### Selected passage
# # # #

Archive for Tuesday, December 23, 2008

Through hunting, Linwood family gives back to Army personnel

U.S. Army Staff Sgt. Shilo Harris, far right, sits with Kim, Emery, Stephen and Andrew Johnson in the Linwood family's living room.

U.S. Army Staff Sgt. Shilo Harris, far right, sits with Kim, Emery, Stephen and Andrew Johnson in the Linwood family's living room.

December 23, 2008

It might be thought that a highly decorated Army staff sergeant who served in two tours in Iraq would not need a boost in confidence, but a recent hunting trip in Linwood did exactly that for U.S. Army Staff Sgt. Shilo Harris.

After needing his wife’s support for about seven months before he was able to feed himself, preparing for a day’s hunt boosted Harris’ morale.

“I set up a blind last night for the first time by myself,” he said. “And I went out again this evening and that felt really good.

# # # #

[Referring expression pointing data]
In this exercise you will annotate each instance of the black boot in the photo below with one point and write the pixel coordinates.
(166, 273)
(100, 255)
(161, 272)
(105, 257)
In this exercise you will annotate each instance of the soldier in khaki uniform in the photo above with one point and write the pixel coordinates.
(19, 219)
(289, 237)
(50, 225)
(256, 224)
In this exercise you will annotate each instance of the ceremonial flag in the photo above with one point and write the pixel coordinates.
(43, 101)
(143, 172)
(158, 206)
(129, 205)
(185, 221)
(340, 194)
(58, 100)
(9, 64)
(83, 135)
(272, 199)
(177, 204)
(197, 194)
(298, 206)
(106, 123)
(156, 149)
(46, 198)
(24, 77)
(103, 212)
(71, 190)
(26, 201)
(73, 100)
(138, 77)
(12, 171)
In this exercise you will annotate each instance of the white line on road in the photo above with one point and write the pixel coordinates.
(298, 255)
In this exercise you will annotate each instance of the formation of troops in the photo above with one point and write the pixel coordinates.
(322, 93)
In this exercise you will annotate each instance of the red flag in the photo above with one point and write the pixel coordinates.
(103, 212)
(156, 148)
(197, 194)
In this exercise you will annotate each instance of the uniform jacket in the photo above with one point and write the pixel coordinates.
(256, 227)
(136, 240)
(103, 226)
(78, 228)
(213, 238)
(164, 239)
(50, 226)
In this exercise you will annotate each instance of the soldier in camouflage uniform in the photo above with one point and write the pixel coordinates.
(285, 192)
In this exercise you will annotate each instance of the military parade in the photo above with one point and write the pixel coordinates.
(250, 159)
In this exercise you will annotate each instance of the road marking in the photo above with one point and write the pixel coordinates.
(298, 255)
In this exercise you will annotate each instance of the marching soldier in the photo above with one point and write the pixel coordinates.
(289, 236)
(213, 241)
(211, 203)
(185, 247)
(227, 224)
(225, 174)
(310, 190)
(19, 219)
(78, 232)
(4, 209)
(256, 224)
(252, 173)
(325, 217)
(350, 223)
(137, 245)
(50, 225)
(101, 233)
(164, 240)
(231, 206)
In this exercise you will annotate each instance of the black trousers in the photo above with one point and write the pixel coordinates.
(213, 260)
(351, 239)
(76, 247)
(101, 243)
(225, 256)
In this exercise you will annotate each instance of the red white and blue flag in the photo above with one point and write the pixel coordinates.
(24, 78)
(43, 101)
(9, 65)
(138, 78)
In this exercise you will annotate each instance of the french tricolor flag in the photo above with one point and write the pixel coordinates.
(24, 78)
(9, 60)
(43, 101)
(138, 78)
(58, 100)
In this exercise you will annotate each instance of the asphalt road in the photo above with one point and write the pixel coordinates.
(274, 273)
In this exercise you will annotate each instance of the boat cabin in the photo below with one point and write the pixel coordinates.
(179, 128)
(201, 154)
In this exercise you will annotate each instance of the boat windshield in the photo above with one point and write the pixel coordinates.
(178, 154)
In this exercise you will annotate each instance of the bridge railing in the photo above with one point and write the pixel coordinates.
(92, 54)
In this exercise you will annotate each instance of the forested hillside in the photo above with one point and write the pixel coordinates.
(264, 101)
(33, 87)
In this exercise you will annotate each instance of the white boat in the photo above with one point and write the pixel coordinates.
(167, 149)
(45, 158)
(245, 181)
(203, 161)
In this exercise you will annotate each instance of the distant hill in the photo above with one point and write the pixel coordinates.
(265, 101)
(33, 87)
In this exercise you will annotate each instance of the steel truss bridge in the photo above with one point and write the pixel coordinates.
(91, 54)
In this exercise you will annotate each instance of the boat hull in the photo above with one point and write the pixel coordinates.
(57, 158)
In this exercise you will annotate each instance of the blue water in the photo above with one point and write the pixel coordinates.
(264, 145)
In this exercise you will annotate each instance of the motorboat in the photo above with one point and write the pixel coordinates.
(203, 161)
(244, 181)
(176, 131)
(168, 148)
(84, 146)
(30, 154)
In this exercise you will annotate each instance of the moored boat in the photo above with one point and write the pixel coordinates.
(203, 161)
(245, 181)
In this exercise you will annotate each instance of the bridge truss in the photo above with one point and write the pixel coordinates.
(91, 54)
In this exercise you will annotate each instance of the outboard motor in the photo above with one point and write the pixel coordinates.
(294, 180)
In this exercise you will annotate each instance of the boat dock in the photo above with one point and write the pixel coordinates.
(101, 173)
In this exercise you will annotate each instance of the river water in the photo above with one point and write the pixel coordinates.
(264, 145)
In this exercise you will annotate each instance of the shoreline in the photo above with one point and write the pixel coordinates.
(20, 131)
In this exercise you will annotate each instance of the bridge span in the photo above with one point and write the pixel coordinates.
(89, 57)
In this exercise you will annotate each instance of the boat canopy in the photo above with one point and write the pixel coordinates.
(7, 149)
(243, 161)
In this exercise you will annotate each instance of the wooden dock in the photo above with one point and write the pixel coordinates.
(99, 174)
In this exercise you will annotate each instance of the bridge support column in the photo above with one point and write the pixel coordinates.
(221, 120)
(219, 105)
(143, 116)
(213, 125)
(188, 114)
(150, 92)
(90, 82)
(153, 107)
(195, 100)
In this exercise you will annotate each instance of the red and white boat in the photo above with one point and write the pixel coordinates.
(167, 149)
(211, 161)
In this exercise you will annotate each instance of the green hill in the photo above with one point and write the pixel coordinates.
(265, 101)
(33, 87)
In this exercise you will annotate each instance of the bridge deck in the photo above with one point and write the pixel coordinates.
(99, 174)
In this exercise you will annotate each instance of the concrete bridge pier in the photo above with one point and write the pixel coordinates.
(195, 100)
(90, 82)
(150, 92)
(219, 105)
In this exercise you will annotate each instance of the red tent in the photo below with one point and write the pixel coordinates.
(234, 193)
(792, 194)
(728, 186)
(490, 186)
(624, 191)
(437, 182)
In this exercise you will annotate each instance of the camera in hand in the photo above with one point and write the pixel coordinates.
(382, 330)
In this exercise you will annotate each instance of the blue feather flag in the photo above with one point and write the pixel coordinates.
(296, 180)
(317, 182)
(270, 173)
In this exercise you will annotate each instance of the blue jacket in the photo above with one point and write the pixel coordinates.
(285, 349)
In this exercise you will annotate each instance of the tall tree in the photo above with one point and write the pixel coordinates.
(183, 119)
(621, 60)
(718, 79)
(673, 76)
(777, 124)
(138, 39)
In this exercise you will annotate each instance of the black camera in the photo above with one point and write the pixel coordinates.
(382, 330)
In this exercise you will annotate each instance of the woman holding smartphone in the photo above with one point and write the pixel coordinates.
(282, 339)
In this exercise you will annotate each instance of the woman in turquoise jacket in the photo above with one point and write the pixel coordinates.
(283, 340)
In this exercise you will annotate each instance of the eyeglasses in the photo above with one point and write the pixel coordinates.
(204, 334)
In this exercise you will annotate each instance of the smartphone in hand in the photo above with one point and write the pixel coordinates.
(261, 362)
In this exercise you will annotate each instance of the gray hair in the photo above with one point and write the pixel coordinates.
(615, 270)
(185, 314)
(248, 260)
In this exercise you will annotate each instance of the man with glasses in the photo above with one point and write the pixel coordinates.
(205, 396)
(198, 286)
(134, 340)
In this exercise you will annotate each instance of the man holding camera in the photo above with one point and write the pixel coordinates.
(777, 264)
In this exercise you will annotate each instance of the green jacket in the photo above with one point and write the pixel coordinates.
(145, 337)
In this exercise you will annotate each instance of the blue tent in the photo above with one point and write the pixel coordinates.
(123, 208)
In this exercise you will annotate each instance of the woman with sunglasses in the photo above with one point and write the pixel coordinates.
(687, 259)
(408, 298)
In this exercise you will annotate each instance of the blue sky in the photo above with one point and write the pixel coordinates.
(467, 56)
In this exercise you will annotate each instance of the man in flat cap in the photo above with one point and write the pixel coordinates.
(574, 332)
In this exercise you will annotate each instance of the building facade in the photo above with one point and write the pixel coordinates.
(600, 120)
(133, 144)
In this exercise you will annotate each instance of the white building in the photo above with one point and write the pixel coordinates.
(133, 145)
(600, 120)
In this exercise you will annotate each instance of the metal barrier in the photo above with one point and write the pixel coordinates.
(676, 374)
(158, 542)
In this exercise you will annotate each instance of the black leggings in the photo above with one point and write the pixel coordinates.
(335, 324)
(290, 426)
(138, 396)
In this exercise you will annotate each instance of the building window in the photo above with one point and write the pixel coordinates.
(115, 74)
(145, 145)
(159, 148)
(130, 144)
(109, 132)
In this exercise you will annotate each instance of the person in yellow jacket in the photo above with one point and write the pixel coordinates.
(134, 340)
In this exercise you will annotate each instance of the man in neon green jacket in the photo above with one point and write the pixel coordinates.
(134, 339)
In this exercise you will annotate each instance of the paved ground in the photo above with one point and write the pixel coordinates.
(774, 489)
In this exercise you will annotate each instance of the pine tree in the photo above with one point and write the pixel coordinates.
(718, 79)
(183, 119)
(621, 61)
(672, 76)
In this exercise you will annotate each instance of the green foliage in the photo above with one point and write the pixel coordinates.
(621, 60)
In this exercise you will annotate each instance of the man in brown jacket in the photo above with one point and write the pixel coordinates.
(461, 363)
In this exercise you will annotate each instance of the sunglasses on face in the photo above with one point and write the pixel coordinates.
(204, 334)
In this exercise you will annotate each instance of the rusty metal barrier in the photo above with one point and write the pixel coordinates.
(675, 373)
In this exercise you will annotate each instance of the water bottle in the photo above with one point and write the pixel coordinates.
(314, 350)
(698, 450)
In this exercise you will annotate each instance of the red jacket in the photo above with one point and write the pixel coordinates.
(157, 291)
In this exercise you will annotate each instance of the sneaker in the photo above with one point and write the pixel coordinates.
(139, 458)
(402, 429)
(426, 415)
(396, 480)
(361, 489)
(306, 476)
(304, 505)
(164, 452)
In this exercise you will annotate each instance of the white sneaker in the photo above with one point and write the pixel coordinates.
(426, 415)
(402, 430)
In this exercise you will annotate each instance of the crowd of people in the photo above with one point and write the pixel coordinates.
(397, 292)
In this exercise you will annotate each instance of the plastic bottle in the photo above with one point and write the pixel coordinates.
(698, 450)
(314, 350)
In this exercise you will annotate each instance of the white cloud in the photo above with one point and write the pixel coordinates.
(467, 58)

# # # #

In the article above about the Linwood hunting trip, for about how long did Harris need his wife's support before he could feed himself?

### Response
About seven months.